Tutorial

This tutorial is going to go through the process of generating BAO constraints from the Pathfinder data. Just kidding! We’re actually just going to generate some simulated data and the turn it into maps.

Setting up the Pipeline

Before you start, make sure you have access to the CHIME bitbucket organisation, and have set up your ssh keys for access to the bitbucket repositories from the machine you want to run the pipeline on. Unless you are working on Scinet, you’ll also want to ensure you have an account on niedermayer and your ssh keys are set up to allow password-less login, to ensure the database connection can be set up.

There are a few software pre-requesites to ensure you have installed. Obviously python is one of them, with numpy and scipy installed, but you also need to have virtualenv, allowing us to install the pipeline and it’s dependencies without messing up the base python installation. To check you have it installed try running:

$ virtualenv --help

if you get an error, it’s not installed properly so you’ll need to fix it.

With that all sorted, we’re ready to start. First step, download the pipeline repository to wherever you want it installed:

$ git clone git@github.com/radiocosmology/draco.git

Then change into that directory, and run the script mkvenv.sh:

$ cd draco
$ ./mkvenv.sh

The script will do three things. First it will create a python virtual environment to isolate the CHIME pipeline installation. Second it will fetch the python pre-requesites for the pipeline and install them into the virtualenv. Finally, it will install itself into the new virtualenv. Look carefully through the messages output for errors to make sure it completed successfully. You’ll need to activate the environment whenever you want to use the pipeline. To do that, simply do:

$ source <path to pipeline>/venv/bin/activate

You can check that it’s installed correctly by firing up python, and attempting to import some of the packages. For example:

>>> from drift.core import telescope
>>> print telescope.__file__
/Users/richard/code/draco/venv/src/driftscan/drift/core/telescope.pyc
>>> from draco import containers
>>> print containers.__file__
/Users/richard/code/draco/draco/containers.pyc

External Products

If you are here, you’ve got the pipeline successfully installed. Congratulations.

(Records supplied):

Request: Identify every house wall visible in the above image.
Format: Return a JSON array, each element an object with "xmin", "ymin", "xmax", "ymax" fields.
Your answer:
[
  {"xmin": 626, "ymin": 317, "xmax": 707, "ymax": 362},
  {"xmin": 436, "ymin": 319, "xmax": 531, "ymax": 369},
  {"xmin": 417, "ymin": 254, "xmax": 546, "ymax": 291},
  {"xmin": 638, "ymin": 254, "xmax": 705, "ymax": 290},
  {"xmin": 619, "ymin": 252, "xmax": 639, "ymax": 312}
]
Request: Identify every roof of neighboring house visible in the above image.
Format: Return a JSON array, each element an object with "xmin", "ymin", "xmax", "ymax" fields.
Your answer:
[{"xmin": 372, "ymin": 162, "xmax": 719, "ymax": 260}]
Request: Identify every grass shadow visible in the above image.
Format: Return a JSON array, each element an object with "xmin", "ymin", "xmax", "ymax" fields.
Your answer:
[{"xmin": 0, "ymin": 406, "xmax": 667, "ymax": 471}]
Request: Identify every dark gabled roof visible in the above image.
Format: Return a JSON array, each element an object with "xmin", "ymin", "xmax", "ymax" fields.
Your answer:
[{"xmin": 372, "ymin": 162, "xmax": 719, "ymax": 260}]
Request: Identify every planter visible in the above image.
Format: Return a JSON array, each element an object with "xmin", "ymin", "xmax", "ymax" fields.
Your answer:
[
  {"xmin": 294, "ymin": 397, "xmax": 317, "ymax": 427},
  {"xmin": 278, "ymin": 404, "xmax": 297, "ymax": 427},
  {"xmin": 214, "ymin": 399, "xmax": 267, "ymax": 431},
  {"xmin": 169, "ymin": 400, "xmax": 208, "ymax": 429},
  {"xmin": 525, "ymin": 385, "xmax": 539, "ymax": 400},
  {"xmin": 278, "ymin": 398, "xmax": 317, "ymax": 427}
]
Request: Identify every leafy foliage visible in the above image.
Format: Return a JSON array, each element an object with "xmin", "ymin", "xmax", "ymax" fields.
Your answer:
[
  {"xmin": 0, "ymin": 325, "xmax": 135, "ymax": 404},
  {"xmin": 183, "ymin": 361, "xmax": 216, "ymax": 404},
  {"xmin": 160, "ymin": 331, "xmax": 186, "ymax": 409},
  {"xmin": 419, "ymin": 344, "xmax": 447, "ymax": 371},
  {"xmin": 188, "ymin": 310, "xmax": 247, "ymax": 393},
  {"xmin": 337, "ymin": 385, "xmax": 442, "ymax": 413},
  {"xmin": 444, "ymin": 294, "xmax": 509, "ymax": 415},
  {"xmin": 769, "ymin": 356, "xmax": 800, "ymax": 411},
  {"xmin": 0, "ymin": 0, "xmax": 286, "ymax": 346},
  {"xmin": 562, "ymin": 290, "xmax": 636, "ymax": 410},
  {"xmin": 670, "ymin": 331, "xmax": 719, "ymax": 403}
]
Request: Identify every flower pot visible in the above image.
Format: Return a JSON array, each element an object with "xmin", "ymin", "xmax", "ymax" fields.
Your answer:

(Stated exercise): Please take the draco pipeline tutorial further, picking up right after its final sentence. You won't need the records.

(Expected answer):
There are a few data products we’ll need to run the pipeline that must be generated externally. Fortunately installing the pipeline has already setup all the tools we need to do this.

We’ll start with the beam transfer matrices, which describes how the sky gets mapped into our measured visibilities. These are used both for simulating observations given a sky map, and for making maps from visibilities (real or simulated). To generate them we use the driftscan package, telling it what exactly to generate with a YAML configuration file such as the one below.

config:
    # Only generate Beam Transfers.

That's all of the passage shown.